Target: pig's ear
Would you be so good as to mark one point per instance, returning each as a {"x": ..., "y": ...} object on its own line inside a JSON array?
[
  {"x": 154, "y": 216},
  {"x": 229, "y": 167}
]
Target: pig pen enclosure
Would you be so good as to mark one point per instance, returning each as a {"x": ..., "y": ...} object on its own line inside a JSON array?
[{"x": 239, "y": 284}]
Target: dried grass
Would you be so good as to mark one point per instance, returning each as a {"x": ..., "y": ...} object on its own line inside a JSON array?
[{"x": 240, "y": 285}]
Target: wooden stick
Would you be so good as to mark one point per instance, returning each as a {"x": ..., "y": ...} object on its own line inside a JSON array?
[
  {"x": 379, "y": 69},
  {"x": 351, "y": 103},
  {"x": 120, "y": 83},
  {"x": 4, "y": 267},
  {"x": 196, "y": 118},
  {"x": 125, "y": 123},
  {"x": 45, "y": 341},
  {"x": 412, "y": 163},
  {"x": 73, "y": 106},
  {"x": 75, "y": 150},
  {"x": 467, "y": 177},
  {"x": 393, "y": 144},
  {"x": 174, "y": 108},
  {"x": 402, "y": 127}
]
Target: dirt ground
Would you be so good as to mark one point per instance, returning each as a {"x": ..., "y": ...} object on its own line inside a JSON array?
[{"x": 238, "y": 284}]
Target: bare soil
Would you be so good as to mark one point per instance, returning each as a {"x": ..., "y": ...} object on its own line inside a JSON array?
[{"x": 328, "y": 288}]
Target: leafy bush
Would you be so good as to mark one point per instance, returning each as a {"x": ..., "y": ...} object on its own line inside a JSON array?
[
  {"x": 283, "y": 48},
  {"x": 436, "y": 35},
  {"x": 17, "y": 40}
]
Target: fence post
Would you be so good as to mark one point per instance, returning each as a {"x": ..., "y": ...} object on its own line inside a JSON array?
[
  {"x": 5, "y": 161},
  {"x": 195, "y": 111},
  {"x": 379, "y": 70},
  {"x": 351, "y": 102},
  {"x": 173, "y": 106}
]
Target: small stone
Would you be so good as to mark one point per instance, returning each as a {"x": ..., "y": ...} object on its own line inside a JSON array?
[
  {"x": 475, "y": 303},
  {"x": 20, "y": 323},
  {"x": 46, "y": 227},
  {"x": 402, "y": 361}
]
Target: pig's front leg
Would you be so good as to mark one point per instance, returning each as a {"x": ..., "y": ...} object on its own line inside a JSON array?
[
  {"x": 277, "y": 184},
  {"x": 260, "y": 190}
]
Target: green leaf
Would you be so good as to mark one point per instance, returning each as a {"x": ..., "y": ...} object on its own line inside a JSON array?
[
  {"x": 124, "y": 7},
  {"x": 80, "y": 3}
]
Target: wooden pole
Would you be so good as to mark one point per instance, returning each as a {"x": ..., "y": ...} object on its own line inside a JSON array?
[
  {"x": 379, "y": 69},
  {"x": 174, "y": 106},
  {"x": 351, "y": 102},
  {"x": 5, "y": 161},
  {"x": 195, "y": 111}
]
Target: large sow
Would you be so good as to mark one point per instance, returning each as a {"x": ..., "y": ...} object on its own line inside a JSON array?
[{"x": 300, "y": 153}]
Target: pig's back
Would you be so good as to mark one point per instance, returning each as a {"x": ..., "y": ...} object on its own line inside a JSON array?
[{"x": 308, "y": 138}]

→ **Assigned task**
From the data above, extract every line in its exact form.

→ **Task response**
Target: pig's ear
Would you be so good as to mark one point per instance, returning each as a {"x": ..., "y": ...} object on its own line inside a JSON array?
[
  {"x": 154, "y": 216},
  {"x": 229, "y": 167}
]
Target: pig pen enclosure
Would you be so good as to mark one point per instance, returning each as a {"x": ..., "y": ...} object on its own line inside a JSON array?
[{"x": 239, "y": 284}]
Target: dried grass
Would you be so good as to mark one point per instance, returning each as a {"x": ..., "y": ...} object on its own line inside a JSON array?
[{"x": 240, "y": 285}]
Target: wooden stick
Would you be so good as to mark one point per instance, returning each as a {"x": ..., "y": ...} object on its own line inside a JSON array?
[
  {"x": 379, "y": 69},
  {"x": 351, "y": 103},
  {"x": 120, "y": 83},
  {"x": 4, "y": 267},
  {"x": 196, "y": 118},
  {"x": 125, "y": 123},
  {"x": 45, "y": 341},
  {"x": 412, "y": 163},
  {"x": 73, "y": 106},
  {"x": 75, "y": 150},
  {"x": 467, "y": 177},
  {"x": 393, "y": 144},
  {"x": 174, "y": 108},
  {"x": 402, "y": 127}
]
Target: dirt ground
Would you be so good as to mark one point per instance, returning each as a {"x": ..., "y": ...} object on its own line inside a JSON array?
[{"x": 238, "y": 284}]
Target: bare soil
Would you be so good as to mark one point per instance, returning each as a {"x": ..., "y": ...} object on its own line inside a JSON array?
[{"x": 328, "y": 288}]
Target: leafy bush
Would you be so good as to mark one point per instance, returning each as a {"x": ..., "y": ...} object on its own line inside a JSON array?
[
  {"x": 283, "y": 48},
  {"x": 436, "y": 35},
  {"x": 17, "y": 40}
]
Target: fence post
Would you be so good as to mark one point per instance, returning each as a {"x": ..., "y": ...} object on its own line inside a JSON array?
[
  {"x": 5, "y": 161},
  {"x": 195, "y": 111},
  {"x": 379, "y": 70},
  {"x": 351, "y": 102},
  {"x": 173, "y": 106}
]
Target: small stone
Would you be so good as to mark one point per instance, returning each as a {"x": ..., "y": ...} object on its own line inside a JSON array?
[
  {"x": 475, "y": 303},
  {"x": 20, "y": 323},
  {"x": 46, "y": 227},
  {"x": 402, "y": 361}
]
Target: pig's front leg
Would you be so good as to mark one point per instance, returning each as a {"x": ..., "y": ...} object on its own line inside a JSON array?
[
  {"x": 277, "y": 184},
  {"x": 260, "y": 190}
]
Target: green leaf
Would you be so good as to mark one point per instance, returning each as a {"x": ..., "y": ...} object on its own line inside a JSON array?
[
  {"x": 124, "y": 7},
  {"x": 80, "y": 3}
]
Target: wooden pole
Would you be so good as to mark one point per instance, returning each as a {"x": ..., "y": ...} object on its own line inside a JSON array?
[
  {"x": 379, "y": 69},
  {"x": 174, "y": 106},
  {"x": 351, "y": 102},
  {"x": 5, "y": 161},
  {"x": 195, "y": 111}
]
Target: large sow
Would you be so good as to mark one point per instance, returning each as a {"x": ..., "y": ...} object on its own line inside a JSON array?
[{"x": 300, "y": 153}]
Target: pig's back
Would you be so good as to mark one point per instance, returning each as a {"x": ..., "y": ...} object on its own line inside a JSON array?
[{"x": 308, "y": 138}]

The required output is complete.